EXERCISE AIM: In the national park deaths article below, please explain why the overall death rate plummeted in 2020.

PAGE EXTRACT:
+ + +
The Deadliest National Parks In The US

 

These are the deadliest national parks in the U.S.

For every one million people that visit Denali National Park & Preserve, more than nine will die, the most deadly rate of all the National Park Service's parks or recreation areas over the last 14 years.

For every one million people that visit Denali National Park & Preserve, more than nine will die, the most deadly rate of all the National Park Service’s parks or recreation areas over the last 14 years.

Becky Bohrer/Associated Press

Below North America’s tallest peak lies six million acres of wild land in the heart of untamed Alaska. Denali National Park & Preserve entices some of the hardiest and experienced climbers and backpackers.

But for every 1 million people that visit the jewel of Alaska more than nine have died, the most deadly rate of all the National Park Service’s parks or recreation areas over the last 14 years where at least 20 people died.

Almost four out of every 10 deaths there are from falling. Many climbers are seduced by the 20,310-foot snow-covered Denali peak. The park had about 6.5 million visitors from 2007 to 2020, and 61 deaths (4.4 annually). Virgin Islands National Park, with its beautiful beaches and coral reefs, had the next highest death rate. It saw 4.7 deaths per 1 million visitors during that same time span, nearly half from drowning.

It’s been a tragic summer in the outdoors of Northern California. A Mariposa County couple, along with their 1-year-old child and dog all died on a remote hike in the Sierra National Forest. A jogger was found dead after an exhaustive search in the hills above Pleasanton. A San Francisco man died while hiking in Death Valley National Park. And searchers are combing sections of Yosemite National Park looking for a lost Stanislaus County man.

Despite the tragic headlines, the overall death rate at national parks has seen a steep drop in recent years. For a decade since 2007, the death rate climbed, but it peaked in 2017 at 2.1 deaths per 1 million visitors. Since then it gradually dropped, before plummeting in 2020 to a rate of 0.98, likely due to the pandemic when the number of visitors to the deadliest parks decreased more than at others. From 2019 to 2020, visitors to the ten parks with the largest death rates dropped by 29%, compared to a 13% decrease in visitors at the other parks in our analysis.

The Chronicle obtained 14 years of death data from the National Park Service. The blog Summer Camp Hub shared its Freedom of Information Act material, and The Chronicle tabulated visitor data to calculate death rates for the 31 national parks and recreation areas that reported at least 20 deaths during those 14 years. Data for 2017 to 2020 are provisional and subject to change during the National Park Service’s quality check process. A total of 83 national properties recorded at least one death during that time period. Fatalities did not include suicides.

The most common cause of death (28%) across all parks was drowning. Deaths due to falling account for 16% of all deaths that occurred at the locations analyzed. Only 8 people — less than 1% of all deaths — died from wildlife encounters across all parks. About three-quarters (76%) of the visitors who died were men.
+ + +
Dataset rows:
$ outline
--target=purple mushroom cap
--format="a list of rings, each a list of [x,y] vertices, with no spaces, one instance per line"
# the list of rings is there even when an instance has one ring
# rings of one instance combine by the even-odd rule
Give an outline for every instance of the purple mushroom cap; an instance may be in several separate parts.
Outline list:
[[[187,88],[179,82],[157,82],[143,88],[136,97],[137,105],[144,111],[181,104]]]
+ + +
SOLUTION: The rate fell to 0.98 deaths per 1 million visitors in 2020, likely because of the pandemic. Visitors to the deadliest parks decreased more than visitors to other parks. From 2019 to 2020, visitors to the ten parks with the largest death rates dropped by 29%, compared with a 13% decrease at the other parks in the analysis.